• _DOCUMENT EXTRACT_
December 23, 2014 by Stephen 3 Comments

When I moved my main machine to a retina Macbook Pro, I was surprised to notice that the screen made my website images appear blurry. I had thought image sharpness would stay the same (or improve) since the physical resolution of the screen was much higher. I also thought that any resampling by the browser wouldn’t affect sharpness since there was an integer scaling factor: i.e. each image pixel should get mapped directly to a 2×2 square of retina pixels.

My assumptions were clearly wrong though as my web images were noticeably fuzzy.

To understand what was happening, I viewed my images in different browsers (Chrome/Safari/Firefox) and took retina resolution screenshots to see the pixel level detail. My test image was a picture of the Cliff Palace ruins in Mesa Verde and was produced with Lightroom (resized for web and exported with sharpening for screen).

This image of Cliff Palace may appear blurry on retina screens.

This image of Cliff Palace may appear blurry on retina screens.

Below is an expanded view of the upper window in the left tower based on screenshots with the retina display set to best quality (i.e. a straight pixel doubling).

Safari, Chrome, and Preview (Mac native viewer) of non-retina images on a retina display.

Comparison of Firefox, Safari, Chrome, and Preview (Mac native viewer) of non-retina images on a retina display.

• _EXERCISE_
Repeat the part of the post about blurry images on a retina screen, from "My assumptions were" up to and including "sharpening for screen).". You won't need the rows that follow the post.

• _GIVEN INFORMATION_
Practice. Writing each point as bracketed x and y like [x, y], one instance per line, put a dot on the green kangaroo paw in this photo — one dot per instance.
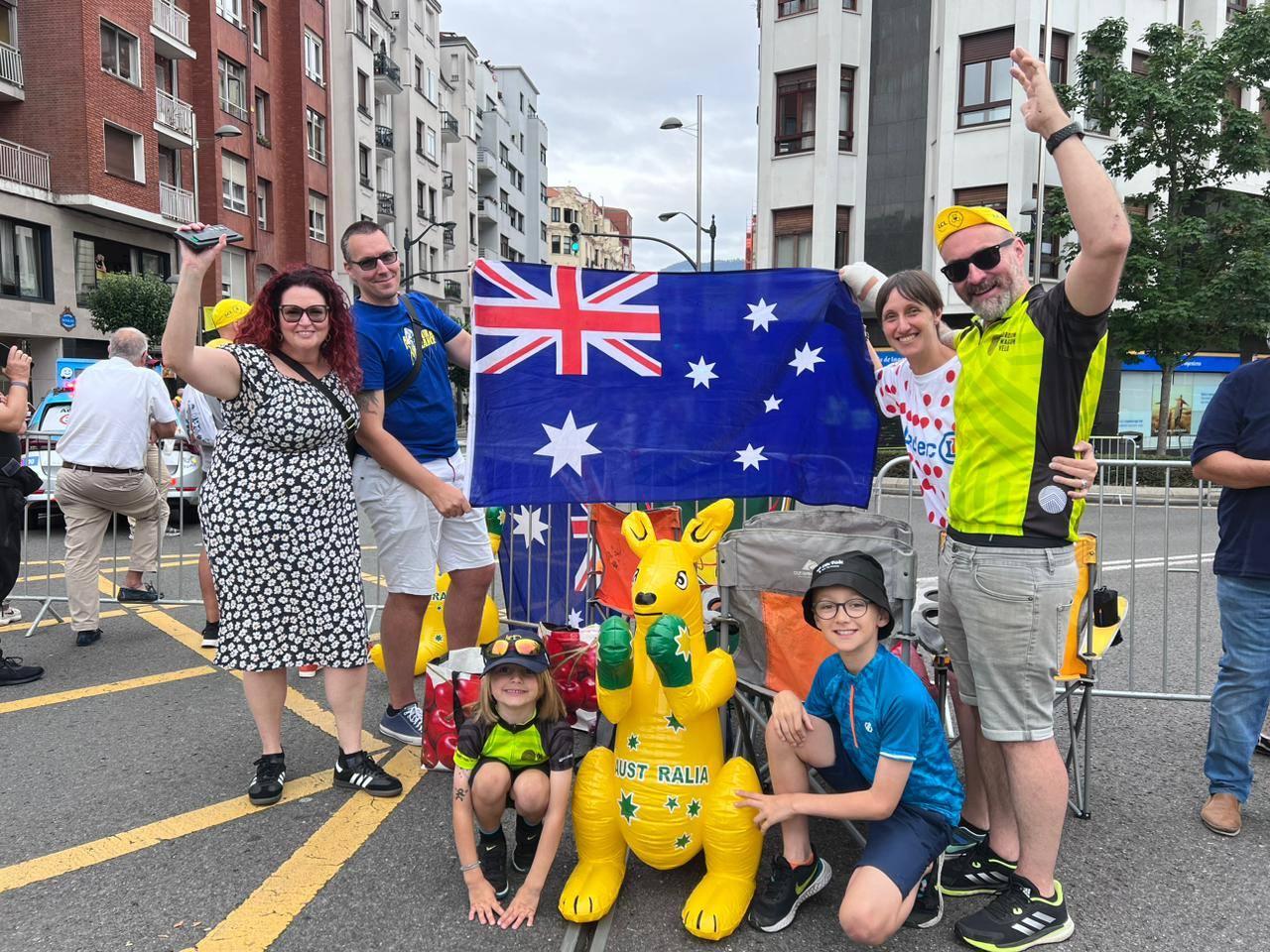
[668, 649]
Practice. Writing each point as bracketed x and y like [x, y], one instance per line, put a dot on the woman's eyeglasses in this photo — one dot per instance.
[984, 259]
[291, 313]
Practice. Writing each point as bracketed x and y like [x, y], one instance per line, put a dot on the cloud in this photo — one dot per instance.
[607, 73]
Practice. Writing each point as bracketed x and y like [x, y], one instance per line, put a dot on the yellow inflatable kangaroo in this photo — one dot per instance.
[666, 792]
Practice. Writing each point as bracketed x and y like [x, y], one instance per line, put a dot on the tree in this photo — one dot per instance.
[137, 301]
[1198, 273]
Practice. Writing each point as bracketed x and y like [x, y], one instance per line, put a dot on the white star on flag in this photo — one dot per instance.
[761, 315]
[749, 456]
[568, 444]
[701, 373]
[530, 525]
[806, 359]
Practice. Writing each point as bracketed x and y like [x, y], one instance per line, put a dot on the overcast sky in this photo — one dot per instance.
[607, 73]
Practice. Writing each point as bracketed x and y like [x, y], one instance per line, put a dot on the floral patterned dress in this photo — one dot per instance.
[280, 524]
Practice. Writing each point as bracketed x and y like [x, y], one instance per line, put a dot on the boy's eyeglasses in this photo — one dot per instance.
[516, 644]
[291, 313]
[984, 259]
[826, 611]
[368, 264]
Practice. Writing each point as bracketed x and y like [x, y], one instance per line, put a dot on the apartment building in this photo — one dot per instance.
[857, 153]
[598, 245]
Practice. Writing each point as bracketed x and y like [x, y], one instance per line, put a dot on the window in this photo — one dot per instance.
[234, 273]
[119, 54]
[234, 181]
[795, 112]
[24, 261]
[232, 77]
[314, 59]
[230, 10]
[985, 84]
[792, 229]
[317, 216]
[792, 8]
[316, 131]
[123, 157]
[847, 109]
[263, 199]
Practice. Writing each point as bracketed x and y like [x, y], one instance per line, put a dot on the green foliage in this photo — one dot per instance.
[137, 301]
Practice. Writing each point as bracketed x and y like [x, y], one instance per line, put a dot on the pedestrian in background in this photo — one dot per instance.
[118, 409]
[1232, 448]
[278, 515]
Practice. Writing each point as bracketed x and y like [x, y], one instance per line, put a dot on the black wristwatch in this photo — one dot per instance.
[1072, 128]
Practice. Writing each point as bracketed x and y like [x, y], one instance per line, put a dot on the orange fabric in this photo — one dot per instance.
[620, 562]
[794, 649]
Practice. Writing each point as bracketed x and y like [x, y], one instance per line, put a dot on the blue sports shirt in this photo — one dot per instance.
[887, 711]
[423, 416]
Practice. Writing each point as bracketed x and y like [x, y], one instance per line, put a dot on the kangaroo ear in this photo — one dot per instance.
[705, 531]
[638, 530]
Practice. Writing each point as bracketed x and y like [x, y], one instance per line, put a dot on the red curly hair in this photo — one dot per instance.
[261, 325]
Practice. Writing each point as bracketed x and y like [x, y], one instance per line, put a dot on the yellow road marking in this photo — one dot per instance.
[98, 689]
[99, 851]
[267, 912]
[296, 702]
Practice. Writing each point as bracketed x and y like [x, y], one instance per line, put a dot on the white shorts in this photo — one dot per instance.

• _FINAL RESULT_
My assumptions were clearly wrong though as my web images were noticeably fuzzy.

To understand what was happening, I viewed my images in different browsers (Chrome/Safari/Firefox) and took retina resolution screenshots to see the pixel level detail. My test image was a picture of the Cliff Palace ruins in Mesa Verde and was produced with Lightroom (resized for web and exported with sharpening for screen).